Objectives =>
1) In the investor representations text, what stake in the Company does the Investor represent that it, or any group of Investors it belongs to, has not acquired or obtained the right to acquire?
2) Proceed with the investor representations text, picking up after its final sentence.

Document text =>
━━━━━━━━━━━━━━━━━━━━
IT IS THE INVESTOR’S RESPONSIBILITY TO (A) MAKE THE NECESSARY WIRE TRANSFER OR CONFIRM THE PROPER ACCOUNT BALANCE IN A TIMELY MANNER AND (B) ARRANGE FOR SETTLEMENT BY WAY OF DWAC OR DVP IN A TIMELY MANNER.  IF THE INVESTOR DOES NOT DELIVER THE AGGREGATE PURCHASE PRICE FOR THE SHARES OR DOES NOT MAKE PROPER ARRANGEMENTS FOR SETTLEMENT IN A TIMELY MANNER, THE SHARES MAY NOT BE DELIVERED AT CLOSING TO THE INVESTOR OR THE INVESTOR MAY BE EXCLUDED FROM THE OFFERING ALTOGETHER.

 

6.             The Investor represents that, except as set forth below, (a) it has had no position, office or other material relationship within the past three years with the Company or persons known to it to be affiliates of the Company, (b) it is not a FINRA member or an Associated Person (as such term is defined under the FINRA Membership and Registration Rules Section 1011) as of the Closing, and (c) neither the Investor nor any group of Investors (as identified in a public filing made with the Commission) of which the Investor is a part in connection with the Offering, acquired, or obtained the right to acquire, 20% or more of the Company’s class A common shares (or securities convertible into or exercisable for class A common shares) or the voting power of the Company on a post-transaction basis.  Exceptions:

 

 

(If no exceptions, write “none.” If left blank, response will be deemed to be “none.”)
━━━━━━━━━━━━━━━━━━━━
Records supplied =>
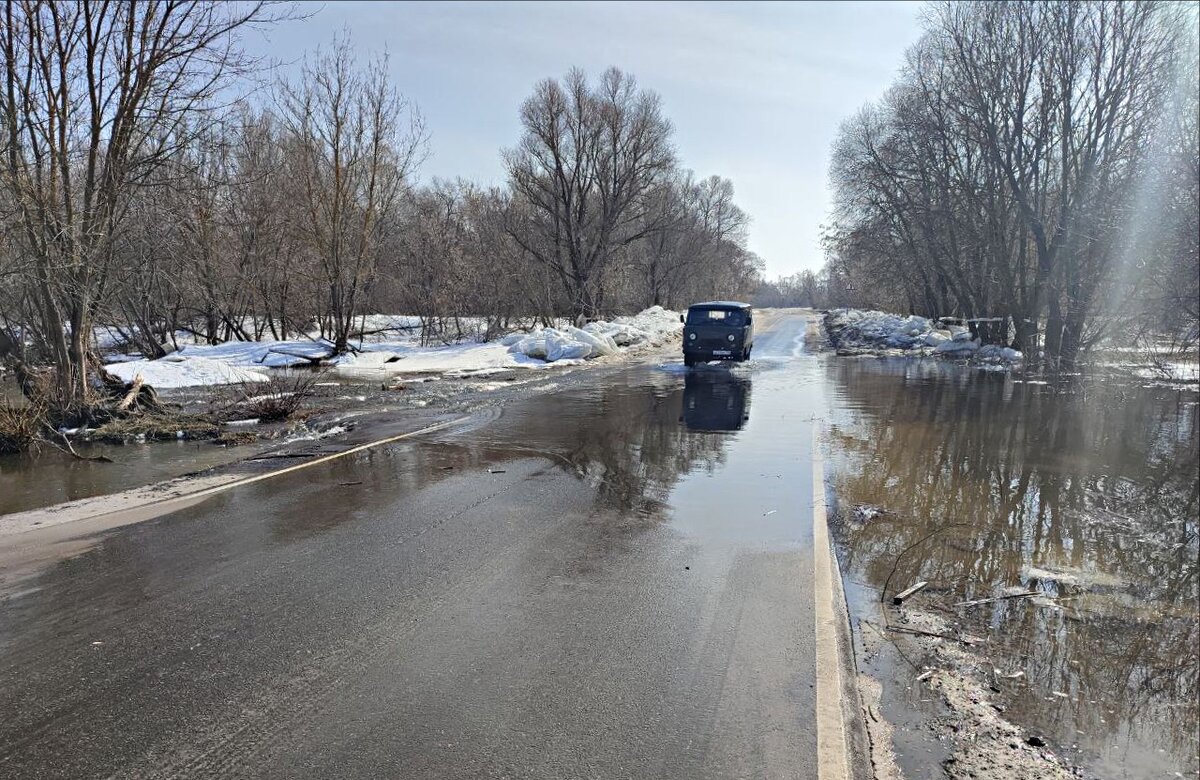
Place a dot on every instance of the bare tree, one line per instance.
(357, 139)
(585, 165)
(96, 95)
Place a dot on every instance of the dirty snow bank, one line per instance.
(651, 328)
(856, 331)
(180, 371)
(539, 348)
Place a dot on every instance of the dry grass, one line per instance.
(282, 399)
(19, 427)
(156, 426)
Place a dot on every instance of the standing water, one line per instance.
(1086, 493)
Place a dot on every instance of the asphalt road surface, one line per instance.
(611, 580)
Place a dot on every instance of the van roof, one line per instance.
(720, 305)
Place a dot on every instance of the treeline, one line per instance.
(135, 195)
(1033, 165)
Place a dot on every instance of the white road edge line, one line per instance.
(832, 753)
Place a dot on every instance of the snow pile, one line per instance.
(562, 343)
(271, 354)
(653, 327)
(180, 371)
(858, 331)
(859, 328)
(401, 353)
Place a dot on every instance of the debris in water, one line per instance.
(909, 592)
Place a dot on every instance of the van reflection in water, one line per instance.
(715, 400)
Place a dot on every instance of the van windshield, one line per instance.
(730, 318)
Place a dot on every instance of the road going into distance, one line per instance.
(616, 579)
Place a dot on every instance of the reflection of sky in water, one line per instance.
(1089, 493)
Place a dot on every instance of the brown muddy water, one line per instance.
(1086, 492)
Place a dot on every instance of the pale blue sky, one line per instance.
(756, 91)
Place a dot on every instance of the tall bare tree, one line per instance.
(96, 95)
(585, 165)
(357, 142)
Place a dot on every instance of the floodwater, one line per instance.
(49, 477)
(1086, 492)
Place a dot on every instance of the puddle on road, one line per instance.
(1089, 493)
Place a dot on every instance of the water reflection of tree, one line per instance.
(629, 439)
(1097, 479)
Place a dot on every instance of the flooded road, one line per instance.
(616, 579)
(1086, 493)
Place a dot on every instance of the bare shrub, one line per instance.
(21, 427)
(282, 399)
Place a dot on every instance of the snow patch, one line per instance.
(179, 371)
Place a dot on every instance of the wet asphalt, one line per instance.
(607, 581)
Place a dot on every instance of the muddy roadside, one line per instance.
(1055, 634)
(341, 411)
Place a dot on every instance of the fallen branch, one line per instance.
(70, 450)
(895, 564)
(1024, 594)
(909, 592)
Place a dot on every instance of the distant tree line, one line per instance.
━━━━━━━━━━━━━━━━━━━━
Answers per task =>
1) 20% or more of the Company's class A common shares (or securities convertible into or exercisable for them) or of the Company's voting power, on a post-transaction basis.

2)
 

7.             The Investor acknowledges that, prior to the effectiveness of this Agreement, the Investor will have received (or otherwise had made available to it by the filing by the Company of an electronic version thereof with the Commission) the Base Prospectus which is a part of the Company’s Registration Statement, a preliminary prospectus supplement, if any, related to the Offering, and the documents incorporated by reference therein relating to the Shares, and any free writing prospectus, (collectively, the “Disclosure Package”) and certain additional information regarding the Offering, including pricing information (collectively, the “Offering Information”).  The Offering Information may be provided to the Investor by any means permitted under the Act, including in the prospectus supplement, if any, a free writing prospectus or oral communications.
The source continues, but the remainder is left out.